What to produce:
What is needed is an exact repeat of the entries, with no pictures in it.

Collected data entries
•••••

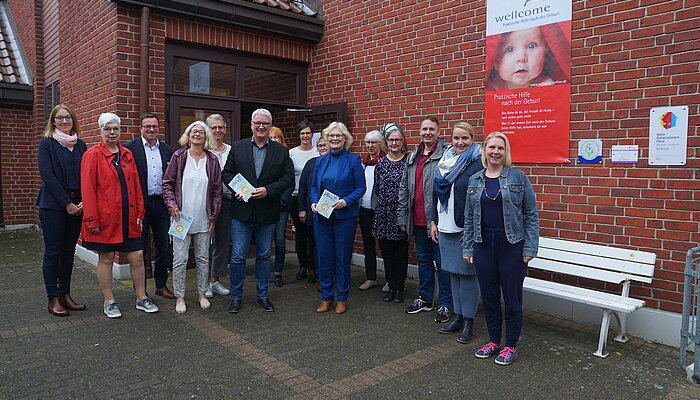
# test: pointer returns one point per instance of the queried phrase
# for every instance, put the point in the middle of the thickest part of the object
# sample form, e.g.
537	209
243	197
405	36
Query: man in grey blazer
266	165
152	157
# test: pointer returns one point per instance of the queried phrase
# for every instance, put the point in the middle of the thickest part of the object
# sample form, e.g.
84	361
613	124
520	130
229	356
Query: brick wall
19	168
400	60
21	127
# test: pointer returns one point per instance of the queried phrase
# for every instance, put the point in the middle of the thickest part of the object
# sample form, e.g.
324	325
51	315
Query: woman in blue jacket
340	172
501	235
60	205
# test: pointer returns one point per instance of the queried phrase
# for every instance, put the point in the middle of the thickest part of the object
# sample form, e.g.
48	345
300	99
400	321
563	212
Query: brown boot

•••••

Exercise solution:
# test: pointer returns one point per instance of the queried phrase
# for every instance, put the point in the middle of the thickest part of the object
# sample form, e.g.
537	209
243	197
405	36
Query: man in grey blazer
266	165
152	157
# test: pointer returns one point per instance of the queried phrase
# for every instance, put the point in the middle of the thickest part of the object
# sample form, e.g.
84	361
613	124
520	130
229	356
Query: brick wall
19	168
400	60
21	127
# test: pointer returns one point per instance of the queried phrase
# for every instance, put the point in the middle of the thickest part of the object
# sample form, e.g.
324	325
51	315
Query: woman in blue jacket
340	172
501	235
60	205
# test: pointer returns one point per instance of the queried phrase
# for every instance, put the point in the middle of the thickest part of the object
# sample form, e.g.
48	345
300	99
400	321
563	212
Query: brown boot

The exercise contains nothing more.